(Point annotation dataset records)
──────

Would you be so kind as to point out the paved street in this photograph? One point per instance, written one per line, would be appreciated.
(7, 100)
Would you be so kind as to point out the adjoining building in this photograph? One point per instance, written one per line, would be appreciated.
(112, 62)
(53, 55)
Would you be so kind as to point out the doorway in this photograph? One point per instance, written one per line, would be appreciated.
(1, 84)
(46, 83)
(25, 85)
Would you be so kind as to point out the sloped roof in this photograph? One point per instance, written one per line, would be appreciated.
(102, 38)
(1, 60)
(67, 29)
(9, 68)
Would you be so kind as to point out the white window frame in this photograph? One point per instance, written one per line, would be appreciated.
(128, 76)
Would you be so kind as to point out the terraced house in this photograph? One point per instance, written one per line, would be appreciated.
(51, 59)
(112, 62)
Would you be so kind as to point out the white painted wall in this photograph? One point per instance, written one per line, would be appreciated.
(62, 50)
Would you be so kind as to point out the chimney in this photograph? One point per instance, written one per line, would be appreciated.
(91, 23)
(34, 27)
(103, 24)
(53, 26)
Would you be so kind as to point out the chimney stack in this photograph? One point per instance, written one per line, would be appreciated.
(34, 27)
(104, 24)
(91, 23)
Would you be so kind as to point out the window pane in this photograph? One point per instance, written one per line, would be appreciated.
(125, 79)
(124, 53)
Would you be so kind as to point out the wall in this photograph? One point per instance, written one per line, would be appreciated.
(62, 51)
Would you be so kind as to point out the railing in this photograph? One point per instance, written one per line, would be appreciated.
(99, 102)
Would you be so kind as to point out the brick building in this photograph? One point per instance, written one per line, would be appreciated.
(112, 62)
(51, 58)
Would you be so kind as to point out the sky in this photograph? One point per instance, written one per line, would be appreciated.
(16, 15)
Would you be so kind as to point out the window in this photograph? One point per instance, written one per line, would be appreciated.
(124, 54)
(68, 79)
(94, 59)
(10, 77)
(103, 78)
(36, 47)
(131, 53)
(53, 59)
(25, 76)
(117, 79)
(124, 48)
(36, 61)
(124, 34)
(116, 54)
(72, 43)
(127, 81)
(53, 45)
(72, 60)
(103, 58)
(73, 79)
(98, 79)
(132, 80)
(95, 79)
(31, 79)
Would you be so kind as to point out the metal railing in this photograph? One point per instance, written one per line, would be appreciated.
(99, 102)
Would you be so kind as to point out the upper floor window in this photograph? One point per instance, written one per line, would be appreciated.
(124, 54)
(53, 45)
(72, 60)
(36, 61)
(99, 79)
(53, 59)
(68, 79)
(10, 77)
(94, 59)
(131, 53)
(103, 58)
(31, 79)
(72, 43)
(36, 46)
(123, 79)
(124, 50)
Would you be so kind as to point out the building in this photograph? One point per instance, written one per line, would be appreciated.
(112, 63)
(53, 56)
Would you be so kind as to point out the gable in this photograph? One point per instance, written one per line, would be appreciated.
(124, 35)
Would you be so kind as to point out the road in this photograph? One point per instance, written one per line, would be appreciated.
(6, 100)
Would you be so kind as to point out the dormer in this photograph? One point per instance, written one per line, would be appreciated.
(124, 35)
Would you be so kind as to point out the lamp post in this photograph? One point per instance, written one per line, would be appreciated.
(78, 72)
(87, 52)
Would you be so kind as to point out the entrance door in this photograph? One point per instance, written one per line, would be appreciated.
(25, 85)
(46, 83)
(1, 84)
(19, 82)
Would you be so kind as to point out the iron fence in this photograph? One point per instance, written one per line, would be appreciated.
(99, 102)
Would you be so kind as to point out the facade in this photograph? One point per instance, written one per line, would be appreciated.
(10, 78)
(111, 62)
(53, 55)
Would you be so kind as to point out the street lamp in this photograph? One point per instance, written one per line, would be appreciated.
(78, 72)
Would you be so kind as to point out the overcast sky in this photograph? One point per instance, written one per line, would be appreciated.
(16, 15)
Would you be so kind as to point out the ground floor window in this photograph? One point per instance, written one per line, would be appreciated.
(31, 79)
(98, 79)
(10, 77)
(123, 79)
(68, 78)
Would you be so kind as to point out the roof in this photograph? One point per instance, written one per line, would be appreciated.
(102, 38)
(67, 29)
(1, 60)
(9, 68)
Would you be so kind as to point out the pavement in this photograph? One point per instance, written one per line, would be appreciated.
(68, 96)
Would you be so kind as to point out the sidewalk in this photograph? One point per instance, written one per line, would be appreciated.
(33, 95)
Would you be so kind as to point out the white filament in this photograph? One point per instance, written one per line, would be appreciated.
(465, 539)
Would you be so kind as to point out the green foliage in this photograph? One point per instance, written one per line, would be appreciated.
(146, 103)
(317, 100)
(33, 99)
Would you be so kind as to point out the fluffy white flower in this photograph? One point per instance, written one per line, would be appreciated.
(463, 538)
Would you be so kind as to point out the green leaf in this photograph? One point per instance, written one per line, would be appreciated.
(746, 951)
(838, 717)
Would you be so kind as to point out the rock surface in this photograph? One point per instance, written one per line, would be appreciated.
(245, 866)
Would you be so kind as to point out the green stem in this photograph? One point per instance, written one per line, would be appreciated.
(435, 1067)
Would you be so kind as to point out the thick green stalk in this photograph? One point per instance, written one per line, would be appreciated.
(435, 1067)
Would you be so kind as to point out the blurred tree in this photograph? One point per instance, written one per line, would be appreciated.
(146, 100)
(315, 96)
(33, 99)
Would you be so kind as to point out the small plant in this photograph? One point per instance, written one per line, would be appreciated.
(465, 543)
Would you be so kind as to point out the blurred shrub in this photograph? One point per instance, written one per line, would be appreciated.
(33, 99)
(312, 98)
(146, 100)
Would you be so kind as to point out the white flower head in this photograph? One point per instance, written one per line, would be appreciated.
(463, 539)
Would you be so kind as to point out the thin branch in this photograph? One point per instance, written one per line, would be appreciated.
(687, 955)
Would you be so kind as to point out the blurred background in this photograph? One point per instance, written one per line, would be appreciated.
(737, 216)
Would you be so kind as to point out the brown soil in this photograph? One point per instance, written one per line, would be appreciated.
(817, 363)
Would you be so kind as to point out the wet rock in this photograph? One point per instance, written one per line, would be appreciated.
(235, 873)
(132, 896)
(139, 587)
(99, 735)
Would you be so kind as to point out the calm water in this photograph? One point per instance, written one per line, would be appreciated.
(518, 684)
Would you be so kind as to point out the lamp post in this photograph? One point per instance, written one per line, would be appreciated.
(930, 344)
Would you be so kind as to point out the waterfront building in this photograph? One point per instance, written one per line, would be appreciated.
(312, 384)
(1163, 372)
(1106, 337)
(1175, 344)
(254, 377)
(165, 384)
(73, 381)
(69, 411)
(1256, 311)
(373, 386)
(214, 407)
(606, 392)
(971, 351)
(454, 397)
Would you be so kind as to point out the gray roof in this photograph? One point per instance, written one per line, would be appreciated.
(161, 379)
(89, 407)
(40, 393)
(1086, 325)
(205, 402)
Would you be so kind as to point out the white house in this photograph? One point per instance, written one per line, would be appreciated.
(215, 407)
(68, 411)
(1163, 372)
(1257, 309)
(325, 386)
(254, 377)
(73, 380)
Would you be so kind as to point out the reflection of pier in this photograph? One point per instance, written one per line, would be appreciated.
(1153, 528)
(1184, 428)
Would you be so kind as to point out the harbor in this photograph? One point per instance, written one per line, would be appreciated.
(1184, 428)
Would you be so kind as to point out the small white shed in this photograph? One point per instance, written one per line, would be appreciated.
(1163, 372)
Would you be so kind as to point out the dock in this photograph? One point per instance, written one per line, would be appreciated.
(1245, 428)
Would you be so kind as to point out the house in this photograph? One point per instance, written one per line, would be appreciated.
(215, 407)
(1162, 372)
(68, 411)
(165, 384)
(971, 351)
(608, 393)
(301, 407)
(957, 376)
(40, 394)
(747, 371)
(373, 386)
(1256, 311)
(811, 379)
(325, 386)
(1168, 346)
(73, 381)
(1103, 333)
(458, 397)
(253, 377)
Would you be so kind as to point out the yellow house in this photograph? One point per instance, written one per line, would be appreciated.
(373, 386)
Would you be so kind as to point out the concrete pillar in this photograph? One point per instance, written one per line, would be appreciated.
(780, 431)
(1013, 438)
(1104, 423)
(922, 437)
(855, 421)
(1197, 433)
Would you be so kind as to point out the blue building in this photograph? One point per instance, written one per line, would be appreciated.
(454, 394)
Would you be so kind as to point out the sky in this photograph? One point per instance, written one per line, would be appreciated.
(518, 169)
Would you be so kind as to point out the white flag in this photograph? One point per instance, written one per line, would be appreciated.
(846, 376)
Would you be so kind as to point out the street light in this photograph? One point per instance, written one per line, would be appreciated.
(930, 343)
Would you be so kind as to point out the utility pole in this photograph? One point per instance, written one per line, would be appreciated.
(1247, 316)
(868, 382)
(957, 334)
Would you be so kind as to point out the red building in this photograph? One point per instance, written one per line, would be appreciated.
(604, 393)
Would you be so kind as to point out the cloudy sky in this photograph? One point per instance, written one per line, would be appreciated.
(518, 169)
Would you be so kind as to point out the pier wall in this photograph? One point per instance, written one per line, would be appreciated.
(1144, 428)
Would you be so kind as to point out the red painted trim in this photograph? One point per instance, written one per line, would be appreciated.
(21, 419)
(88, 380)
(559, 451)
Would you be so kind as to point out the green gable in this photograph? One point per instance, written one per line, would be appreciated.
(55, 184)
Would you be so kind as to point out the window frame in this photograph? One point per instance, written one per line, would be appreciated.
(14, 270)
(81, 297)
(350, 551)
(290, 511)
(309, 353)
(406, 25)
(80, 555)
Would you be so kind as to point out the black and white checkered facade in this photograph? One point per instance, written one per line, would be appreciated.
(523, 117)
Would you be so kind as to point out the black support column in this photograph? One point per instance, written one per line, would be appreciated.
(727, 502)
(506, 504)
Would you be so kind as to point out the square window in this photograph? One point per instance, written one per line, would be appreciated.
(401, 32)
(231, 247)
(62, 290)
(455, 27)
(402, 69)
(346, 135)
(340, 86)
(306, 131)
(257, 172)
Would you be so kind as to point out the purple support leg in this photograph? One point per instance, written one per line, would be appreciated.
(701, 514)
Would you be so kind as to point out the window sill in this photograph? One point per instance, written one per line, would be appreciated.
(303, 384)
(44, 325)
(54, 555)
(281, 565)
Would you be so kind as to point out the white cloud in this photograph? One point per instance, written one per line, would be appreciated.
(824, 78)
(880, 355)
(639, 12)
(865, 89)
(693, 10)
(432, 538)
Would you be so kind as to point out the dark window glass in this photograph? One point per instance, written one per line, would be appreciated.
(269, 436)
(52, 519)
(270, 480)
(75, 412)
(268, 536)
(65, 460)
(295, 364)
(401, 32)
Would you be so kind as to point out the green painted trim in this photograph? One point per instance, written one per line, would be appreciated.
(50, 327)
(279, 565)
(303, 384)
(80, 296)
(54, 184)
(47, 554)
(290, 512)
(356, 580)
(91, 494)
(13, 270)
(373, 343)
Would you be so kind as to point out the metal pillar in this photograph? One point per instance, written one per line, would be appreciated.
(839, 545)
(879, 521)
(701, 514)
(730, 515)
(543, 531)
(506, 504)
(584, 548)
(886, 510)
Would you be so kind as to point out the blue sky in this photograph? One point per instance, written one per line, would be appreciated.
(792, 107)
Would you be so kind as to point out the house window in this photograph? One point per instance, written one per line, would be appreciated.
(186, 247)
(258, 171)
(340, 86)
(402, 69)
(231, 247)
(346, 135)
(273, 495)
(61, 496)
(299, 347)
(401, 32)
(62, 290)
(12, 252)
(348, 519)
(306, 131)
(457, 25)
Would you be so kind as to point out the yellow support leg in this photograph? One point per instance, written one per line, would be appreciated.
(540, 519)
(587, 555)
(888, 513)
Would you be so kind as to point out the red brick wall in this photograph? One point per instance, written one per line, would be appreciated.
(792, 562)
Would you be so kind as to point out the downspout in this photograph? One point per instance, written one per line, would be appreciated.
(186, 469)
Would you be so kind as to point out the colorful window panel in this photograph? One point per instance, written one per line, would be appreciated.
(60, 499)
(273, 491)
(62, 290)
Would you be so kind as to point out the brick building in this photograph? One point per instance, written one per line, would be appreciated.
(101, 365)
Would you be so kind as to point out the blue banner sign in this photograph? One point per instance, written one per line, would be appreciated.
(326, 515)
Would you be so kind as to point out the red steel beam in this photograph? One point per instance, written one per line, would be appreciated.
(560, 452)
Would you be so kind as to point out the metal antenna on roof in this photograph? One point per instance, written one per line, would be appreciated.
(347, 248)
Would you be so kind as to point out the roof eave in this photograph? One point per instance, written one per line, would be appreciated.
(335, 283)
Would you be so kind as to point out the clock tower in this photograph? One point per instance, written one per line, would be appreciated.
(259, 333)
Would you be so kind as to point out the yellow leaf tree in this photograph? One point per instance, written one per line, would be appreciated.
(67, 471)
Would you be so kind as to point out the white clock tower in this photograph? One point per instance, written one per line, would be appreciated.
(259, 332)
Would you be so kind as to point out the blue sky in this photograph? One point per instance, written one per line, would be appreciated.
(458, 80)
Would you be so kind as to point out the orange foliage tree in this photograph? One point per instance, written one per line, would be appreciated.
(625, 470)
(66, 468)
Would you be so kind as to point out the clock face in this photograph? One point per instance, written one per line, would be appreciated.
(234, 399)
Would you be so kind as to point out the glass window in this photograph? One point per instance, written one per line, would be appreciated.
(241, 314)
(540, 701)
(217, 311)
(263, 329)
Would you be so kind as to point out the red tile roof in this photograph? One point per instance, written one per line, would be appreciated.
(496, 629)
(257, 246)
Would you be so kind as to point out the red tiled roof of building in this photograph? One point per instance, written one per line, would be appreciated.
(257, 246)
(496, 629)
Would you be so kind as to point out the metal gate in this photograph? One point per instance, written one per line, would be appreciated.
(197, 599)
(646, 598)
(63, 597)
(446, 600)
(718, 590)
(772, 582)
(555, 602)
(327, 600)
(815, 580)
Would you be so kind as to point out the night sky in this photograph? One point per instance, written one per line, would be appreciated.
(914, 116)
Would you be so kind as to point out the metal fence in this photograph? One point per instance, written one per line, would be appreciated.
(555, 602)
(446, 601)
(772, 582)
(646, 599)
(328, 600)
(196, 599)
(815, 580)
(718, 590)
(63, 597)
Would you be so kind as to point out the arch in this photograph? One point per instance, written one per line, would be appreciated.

──────

● **GIVEN TASK**:
Take the lines above from the one holding "Would you be so kind as to point out the orange" to the last and output them exactly.

● **THE REPLY**:
Would you be so kind as to point out the orange foliage tree in this photograph? One point per instance, written one per line, would be appreciated.
(625, 470)
(66, 468)
Would you be so kind as to point out the clock face in this photograph? One point per instance, written one per line, would be appreciated.
(234, 399)
Would you be so kind as to point out the glass window in this photograph? One point per instance, written one per line, would be appreciated.
(241, 314)
(540, 701)
(217, 311)
(263, 329)
Would you be so kind as to point out the red tile roof in this photograph? One point per instance, written one per line, would be appreciated.
(496, 629)
(257, 246)
Would you be so kind as to point out the red tiled roof of building in this photograph? One point per instance, written one per line, would be appreciated.
(257, 246)
(496, 629)
Would you be so kind as to point out the metal gate in this photograph? One point per instance, written one per line, would be appreciated.
(197, 599)
(646, 598)
(63, 597)
(446, 600)
(718, 590)
(772, 582)
(555, 602)
(327, 600)
(815, 580)
Would you be so kind as to point out the night sky in this photograph? One point per instance, written one per line, would be appreciated.
(914, 116)
Would you be so kind as to point out the metal fence in this photograph? One point per instance, written one per line, would be appreciated.
(555, 602)
(446, 601)
(772, 582)
(646, 599)
(328, 600)
(196, 599)
(815, 580)
(718, 590)
(63, 597)
Would you be so kind as to point out the arch in this photograph? One point per instance, written one per line, would be appreciated.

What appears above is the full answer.